[Entries from a point annotation set]
▶
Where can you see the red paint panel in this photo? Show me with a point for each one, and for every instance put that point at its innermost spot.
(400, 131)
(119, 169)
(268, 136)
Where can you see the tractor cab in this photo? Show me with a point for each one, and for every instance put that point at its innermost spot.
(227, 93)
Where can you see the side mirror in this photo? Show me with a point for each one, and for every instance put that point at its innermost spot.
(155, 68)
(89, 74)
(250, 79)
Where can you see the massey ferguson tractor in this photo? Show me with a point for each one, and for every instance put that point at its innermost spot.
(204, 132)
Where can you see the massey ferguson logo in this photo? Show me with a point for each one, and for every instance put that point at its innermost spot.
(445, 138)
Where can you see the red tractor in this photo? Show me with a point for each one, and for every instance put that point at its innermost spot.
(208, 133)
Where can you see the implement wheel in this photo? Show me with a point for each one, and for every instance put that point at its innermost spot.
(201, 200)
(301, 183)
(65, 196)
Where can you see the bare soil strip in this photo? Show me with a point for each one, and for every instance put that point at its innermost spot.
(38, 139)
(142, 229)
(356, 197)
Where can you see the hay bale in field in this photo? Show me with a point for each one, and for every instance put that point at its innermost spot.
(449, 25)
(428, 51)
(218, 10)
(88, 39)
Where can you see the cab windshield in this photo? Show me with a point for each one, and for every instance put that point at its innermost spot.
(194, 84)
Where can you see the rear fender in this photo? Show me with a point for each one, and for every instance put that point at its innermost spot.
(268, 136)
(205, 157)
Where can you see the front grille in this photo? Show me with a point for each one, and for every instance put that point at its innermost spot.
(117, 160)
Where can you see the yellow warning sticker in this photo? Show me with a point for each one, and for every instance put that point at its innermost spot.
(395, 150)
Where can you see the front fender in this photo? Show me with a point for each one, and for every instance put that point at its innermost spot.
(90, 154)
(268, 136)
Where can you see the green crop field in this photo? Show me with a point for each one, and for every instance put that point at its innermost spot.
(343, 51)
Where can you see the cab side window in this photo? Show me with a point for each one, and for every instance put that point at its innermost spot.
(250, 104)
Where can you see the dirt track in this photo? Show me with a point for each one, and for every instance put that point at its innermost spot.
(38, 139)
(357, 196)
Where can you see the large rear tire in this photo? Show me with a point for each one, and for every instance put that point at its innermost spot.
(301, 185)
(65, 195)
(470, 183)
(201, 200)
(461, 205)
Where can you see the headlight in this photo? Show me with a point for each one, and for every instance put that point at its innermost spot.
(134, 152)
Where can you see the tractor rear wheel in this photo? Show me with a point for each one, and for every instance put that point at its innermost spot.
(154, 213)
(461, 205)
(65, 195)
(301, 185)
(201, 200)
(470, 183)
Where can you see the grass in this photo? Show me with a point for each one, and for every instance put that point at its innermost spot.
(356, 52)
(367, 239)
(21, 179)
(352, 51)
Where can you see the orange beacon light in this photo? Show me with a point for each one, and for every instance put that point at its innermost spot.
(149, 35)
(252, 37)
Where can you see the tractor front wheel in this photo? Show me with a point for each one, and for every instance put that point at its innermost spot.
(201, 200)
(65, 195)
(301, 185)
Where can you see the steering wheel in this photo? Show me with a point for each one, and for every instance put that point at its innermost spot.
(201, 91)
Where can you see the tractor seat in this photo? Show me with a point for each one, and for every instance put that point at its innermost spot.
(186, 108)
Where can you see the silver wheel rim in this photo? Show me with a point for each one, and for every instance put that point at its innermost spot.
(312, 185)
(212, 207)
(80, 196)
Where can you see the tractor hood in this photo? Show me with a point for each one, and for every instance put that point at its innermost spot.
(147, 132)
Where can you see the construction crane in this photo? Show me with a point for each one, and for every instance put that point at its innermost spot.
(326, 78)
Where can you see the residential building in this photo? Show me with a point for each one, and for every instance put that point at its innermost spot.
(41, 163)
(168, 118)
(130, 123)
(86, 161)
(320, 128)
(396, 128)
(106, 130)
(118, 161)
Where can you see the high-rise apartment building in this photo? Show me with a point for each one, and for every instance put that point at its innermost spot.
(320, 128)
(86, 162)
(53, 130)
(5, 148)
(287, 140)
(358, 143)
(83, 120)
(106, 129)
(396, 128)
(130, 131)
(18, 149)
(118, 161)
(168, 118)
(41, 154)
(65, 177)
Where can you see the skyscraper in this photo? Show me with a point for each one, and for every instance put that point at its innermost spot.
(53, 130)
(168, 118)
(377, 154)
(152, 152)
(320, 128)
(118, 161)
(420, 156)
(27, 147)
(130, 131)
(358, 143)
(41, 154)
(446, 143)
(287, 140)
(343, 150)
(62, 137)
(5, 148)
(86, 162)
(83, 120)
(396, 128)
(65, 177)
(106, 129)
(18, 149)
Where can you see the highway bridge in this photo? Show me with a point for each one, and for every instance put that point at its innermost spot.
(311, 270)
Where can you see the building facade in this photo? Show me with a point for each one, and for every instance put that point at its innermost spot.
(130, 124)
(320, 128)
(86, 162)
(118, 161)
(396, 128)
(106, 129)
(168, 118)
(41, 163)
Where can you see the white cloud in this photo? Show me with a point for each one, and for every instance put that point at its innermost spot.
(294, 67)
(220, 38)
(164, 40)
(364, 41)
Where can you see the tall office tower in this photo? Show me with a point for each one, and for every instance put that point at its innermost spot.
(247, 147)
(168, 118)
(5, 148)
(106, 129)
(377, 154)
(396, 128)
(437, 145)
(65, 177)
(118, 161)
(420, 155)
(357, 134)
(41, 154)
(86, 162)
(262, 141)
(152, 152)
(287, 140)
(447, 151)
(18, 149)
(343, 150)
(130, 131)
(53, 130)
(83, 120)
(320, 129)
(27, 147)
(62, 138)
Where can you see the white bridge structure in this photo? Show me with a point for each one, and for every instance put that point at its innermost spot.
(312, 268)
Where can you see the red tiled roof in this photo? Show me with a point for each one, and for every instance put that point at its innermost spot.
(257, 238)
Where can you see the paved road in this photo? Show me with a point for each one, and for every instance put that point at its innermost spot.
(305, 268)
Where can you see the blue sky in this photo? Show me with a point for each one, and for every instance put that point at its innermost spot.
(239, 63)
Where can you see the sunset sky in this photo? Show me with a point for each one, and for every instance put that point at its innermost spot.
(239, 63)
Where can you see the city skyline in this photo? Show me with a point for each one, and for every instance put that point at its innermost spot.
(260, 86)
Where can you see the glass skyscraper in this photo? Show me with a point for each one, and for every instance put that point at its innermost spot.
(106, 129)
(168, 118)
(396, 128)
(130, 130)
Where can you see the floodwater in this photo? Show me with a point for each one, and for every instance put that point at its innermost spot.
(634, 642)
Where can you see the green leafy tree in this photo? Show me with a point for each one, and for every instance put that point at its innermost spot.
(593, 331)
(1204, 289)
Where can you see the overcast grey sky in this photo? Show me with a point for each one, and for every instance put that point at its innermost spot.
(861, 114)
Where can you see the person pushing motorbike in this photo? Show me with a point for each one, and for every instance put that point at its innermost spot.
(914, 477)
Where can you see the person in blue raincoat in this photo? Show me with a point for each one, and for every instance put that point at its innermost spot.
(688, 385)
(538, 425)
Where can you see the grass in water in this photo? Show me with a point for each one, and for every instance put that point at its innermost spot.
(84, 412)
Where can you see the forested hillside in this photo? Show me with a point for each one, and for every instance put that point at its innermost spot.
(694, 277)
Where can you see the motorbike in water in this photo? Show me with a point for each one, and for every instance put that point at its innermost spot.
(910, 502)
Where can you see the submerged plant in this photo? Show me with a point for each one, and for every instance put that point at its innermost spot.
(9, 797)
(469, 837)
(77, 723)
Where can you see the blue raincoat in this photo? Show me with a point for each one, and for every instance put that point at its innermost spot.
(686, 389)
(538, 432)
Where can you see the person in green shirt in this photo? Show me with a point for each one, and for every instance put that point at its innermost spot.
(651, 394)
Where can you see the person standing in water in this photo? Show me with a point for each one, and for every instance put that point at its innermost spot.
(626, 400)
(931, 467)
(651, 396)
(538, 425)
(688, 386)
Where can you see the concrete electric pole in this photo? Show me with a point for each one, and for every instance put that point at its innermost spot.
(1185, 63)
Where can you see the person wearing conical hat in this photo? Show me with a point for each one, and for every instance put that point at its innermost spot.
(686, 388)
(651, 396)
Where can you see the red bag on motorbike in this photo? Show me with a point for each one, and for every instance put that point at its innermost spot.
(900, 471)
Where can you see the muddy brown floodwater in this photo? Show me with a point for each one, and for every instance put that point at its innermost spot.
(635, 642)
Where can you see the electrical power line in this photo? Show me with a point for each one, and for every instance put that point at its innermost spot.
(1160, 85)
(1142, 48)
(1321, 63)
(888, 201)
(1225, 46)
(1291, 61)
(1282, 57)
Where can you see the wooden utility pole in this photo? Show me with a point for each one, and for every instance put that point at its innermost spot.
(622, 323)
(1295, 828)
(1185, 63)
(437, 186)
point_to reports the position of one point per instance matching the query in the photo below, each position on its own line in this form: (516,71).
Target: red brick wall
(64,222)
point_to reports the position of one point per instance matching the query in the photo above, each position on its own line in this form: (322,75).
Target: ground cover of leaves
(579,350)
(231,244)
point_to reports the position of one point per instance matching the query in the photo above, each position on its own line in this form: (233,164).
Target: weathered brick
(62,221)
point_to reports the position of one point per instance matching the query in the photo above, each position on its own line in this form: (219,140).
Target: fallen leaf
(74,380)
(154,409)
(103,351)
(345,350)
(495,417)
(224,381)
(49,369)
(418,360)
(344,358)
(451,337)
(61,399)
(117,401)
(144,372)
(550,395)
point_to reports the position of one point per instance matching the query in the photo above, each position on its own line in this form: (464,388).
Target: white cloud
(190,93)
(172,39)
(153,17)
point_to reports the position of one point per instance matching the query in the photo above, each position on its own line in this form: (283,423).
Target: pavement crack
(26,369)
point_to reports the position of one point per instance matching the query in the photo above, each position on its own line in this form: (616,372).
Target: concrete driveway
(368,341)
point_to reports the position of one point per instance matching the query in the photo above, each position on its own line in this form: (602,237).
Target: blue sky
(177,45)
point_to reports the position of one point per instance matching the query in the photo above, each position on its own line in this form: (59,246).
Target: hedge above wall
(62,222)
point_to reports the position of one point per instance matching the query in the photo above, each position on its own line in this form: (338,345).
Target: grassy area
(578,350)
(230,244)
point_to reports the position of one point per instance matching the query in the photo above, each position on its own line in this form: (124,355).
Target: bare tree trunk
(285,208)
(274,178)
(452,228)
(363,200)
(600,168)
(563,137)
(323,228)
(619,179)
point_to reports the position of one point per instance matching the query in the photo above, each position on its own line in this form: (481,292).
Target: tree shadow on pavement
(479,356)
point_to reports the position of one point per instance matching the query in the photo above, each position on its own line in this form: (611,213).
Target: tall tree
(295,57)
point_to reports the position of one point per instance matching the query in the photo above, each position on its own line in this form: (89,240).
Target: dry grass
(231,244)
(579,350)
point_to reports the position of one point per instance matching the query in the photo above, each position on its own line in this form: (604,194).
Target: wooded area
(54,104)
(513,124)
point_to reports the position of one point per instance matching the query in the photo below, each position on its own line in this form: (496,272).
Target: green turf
◀
> _Work to be completed_
Copy out the material from the line containing "this form: (602,237)." up to and including its final line, swapping each "Target" for "Query" and changing nothing else.

> _Answer below_
point_to reports the position of one point per instance matching the query in the photo above, each position on its own line in this form: (602,237).
Query: blue sky
(177,45)
point_to reports the position of one point per instance matching the query in the photo above, each position on its own line in this form: (59,246).
Query: hedge above wall
(62,222)
point_to reports the position of one point per instance matching the query in the photo above, each position on its own line in this form: (338,345).
Query: grassy area
(578,350)
(230,244)
point_to reports the position of one point per instance matching the query in the photo above, each position on its own line in this form: (124,355).
Query: bare tree trunk
(285,208)
(274,178)
(452,228)
(363,200)
(600,168)
(563,137)
(323,228)
(619,179)
point_to reports the position of one point per instance matching the query in the photo above, each position on its own line in this form: (481,292).
Query: tree shadow on pavement
(479,356)
point_to reports the position of one point per instance matching the query in the photo above, each position on its own line in this form: (611,213).
Query: tall tree
(295,57)
point_to reports the position of one point per instance matching the query in the photo above, each position on its own line in this form: (89,240).
Query: dry grass
(231,244)
(579,350)
point_to reports the position of one point per instance matching the query in the photo above, each position on its own line in this form: (604,194).
Query: wooded area
(54,104)
(513,124)
point_to reports the position of one point per instance matching the query in the photo below, each position on its own line in this form: (496,272).
Query: green turf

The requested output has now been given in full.